● Using the information:
**A.** Return the part of the article on Ghada Shouaa starting with "The peaceful village" and going on through "last two years.", copied word for word.
**B.** Resume the article on Ghada Shouaa, picking up right after its last sentence.

● Source extract:
21.10.2016

Ghada Shouaa - The One and Only, Pt. 2

Some countries have won just one single gold medal in their Olympic history. We portray them in our series "The One and Only". One of them: Syria. 

The peaceful village of Simmern in the rural area of the German Rhineland is far away from war torn Aleppo or Damascus. It's the place where Syrias's only Olympic champion ever lives today. But Ghada Shouaa did not come as a refugee - as so many others of her compatriots did in the last two years.

When Shouaa won the heptathlon at the 1996 Atlanta Games, it came hardly as a surprise. The 23 year old former basketball international had won the World Championships in Gothenberg a year before and the famous meeting in Götzis, Austria prior to Atlanta. When U. S. heptathlon icon and gold medal favourite Jackie Joyner-Kersee had to quit after the opening 100 meters hurdles due to a hamstring injury, and Germany's former world champion Sabine Braun proved to be out of shape, the way for Shouaa was virtually free. She triumphed by a comfortable margin of over 200 points (picure: Alchetron).


Unfortunately, injuries were going to haunt her during the rest of her short career. In the autumn of the same year, she injured her back heavily while practicing the javelin. Shouaa had surgery in Koblenz, Germany and she joined the club USC Mainz to get back into shape. She won a bronze medal at the 1999 World Championships in Seville, but never regained the shape of the glory days of Atlanta.

● Material shown:

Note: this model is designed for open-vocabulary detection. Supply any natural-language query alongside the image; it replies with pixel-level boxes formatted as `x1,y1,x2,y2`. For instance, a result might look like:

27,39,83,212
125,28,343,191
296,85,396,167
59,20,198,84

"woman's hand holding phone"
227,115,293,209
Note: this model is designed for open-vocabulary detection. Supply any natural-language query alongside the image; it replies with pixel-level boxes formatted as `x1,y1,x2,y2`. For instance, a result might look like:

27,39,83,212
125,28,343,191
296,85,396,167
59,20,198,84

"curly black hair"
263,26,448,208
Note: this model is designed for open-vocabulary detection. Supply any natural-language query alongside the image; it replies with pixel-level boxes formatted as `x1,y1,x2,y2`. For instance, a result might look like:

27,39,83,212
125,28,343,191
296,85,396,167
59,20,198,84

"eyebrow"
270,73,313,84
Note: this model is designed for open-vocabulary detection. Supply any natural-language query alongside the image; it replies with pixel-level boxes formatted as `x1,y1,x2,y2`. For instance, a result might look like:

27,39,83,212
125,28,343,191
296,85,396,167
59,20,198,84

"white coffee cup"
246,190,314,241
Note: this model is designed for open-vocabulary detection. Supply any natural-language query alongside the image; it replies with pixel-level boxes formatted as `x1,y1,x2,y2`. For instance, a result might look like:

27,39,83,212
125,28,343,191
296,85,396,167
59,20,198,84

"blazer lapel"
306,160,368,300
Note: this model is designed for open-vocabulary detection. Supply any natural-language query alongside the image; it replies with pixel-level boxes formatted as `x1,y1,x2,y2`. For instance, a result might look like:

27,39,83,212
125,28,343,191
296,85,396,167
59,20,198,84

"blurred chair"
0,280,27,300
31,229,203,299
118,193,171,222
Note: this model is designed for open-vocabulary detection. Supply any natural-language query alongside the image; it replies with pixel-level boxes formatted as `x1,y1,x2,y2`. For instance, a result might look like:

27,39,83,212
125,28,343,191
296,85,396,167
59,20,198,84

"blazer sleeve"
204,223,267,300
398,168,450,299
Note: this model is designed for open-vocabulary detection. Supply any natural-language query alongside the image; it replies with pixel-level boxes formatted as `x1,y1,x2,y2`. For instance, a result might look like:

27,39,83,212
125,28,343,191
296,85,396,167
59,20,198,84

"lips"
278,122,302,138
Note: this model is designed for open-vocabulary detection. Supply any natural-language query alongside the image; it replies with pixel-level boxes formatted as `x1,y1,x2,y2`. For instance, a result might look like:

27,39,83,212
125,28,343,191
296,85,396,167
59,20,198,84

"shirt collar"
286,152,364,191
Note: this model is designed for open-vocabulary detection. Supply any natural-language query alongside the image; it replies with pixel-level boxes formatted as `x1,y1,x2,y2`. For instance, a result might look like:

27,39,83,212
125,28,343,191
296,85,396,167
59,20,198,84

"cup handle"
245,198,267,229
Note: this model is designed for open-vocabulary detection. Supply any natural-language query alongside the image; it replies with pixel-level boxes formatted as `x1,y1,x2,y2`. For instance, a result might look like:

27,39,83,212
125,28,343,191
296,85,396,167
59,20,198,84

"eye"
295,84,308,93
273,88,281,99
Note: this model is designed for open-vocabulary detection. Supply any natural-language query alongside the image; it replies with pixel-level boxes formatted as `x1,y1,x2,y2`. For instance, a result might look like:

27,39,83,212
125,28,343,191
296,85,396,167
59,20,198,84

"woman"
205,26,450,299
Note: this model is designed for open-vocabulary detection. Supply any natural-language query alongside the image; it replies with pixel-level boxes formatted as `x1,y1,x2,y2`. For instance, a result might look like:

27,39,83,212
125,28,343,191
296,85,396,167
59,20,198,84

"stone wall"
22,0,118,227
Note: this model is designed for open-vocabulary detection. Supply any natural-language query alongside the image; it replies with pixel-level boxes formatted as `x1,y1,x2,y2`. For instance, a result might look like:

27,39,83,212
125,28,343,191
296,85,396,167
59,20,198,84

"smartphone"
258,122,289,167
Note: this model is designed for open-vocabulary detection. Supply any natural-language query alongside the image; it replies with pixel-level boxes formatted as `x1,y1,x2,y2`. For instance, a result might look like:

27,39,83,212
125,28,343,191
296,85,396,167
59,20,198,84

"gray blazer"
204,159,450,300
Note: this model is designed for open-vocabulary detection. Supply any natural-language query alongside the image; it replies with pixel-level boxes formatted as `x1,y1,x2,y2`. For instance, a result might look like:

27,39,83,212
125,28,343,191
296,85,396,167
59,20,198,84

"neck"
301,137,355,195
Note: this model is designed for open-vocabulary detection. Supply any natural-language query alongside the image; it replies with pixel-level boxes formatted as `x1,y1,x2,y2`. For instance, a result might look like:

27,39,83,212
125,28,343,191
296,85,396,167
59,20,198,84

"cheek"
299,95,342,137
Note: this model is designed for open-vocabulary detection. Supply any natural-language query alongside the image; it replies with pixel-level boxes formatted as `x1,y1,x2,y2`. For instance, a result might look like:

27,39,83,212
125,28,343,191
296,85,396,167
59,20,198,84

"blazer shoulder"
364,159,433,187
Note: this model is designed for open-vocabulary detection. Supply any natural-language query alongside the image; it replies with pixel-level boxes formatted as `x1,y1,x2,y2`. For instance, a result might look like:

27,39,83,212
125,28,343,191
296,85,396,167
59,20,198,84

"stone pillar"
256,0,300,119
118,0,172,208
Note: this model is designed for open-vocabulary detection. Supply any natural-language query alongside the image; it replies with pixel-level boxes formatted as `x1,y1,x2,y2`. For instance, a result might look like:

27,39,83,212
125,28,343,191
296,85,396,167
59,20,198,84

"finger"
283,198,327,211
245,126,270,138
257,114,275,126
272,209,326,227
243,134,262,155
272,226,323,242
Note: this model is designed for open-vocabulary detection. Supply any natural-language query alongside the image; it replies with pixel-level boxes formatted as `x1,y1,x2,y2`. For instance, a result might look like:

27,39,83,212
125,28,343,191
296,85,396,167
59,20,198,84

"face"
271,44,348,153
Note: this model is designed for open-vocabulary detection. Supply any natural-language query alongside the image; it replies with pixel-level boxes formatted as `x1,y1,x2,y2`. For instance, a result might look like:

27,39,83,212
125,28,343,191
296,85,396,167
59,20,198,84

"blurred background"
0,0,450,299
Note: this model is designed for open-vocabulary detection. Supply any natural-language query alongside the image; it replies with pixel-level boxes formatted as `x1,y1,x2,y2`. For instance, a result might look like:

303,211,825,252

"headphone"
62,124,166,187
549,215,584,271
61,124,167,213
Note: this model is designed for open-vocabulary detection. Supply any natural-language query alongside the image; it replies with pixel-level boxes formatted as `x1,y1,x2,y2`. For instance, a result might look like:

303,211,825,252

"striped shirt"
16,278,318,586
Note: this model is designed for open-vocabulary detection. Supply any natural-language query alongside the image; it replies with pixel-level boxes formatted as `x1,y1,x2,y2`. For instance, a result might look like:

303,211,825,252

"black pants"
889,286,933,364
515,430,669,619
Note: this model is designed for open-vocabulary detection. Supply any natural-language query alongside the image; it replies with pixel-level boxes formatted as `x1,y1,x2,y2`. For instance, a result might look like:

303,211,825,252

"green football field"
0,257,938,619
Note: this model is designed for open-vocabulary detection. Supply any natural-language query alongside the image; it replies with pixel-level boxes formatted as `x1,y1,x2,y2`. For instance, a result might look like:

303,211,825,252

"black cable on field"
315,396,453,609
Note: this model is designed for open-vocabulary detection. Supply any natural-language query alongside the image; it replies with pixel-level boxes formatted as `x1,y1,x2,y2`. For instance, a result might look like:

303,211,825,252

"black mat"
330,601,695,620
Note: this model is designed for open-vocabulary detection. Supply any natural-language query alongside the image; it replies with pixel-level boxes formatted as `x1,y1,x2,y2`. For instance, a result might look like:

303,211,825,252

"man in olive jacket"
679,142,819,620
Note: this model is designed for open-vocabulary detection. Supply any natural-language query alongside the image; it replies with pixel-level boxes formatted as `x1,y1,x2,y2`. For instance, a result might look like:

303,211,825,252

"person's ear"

● Results for the exercise:
**A.**
The peaceful village of Simmern in the rural area of the German Rhineland is far away from war torn Aleppo or Damascus. It's the place where Syrias's only Olympic champion ever lives today. But Ghada Shouaa did not come as a refugee - as so many others of her compatriots did in the last two years.

**B.**
While living in Mainz, Shouaa's coach was Thomas Kohlbacher. His girlfriend Birgit Dressel, also an Olympic heptathlete back in 1984, had died on April 10th,  1987, from wrong medication or - as some insiders argue until today - from a horrific mixture of different doping substances found in her body. Kohlbacher has stayed silent about the details until today. While she later stayed in Germany, Shouaa's career had been jump-started in the early 1990s by a Russian coach: Kim Bukhantsov, who had coached discus thrower Faina Melnik to Olympic gold at the 1972 Munich Games.

It is not known which side Shouaa took during the civil war in her home country. Some Arab media say she openly sumpathized with Assad's regime, but the sources for this claim are dubious. Other writers dwelled on how badly she had been treated by Syrian sports authorities. What we know is that Assad's father and then Syrian head of state Hafiz called her via phone to congratulate Ghada Shouaa on her Atlanta gold. She is not only Syria's only Olympic champion until today, but also one of the very few Arab women to succeed in top level sports. (picture: Getty Images).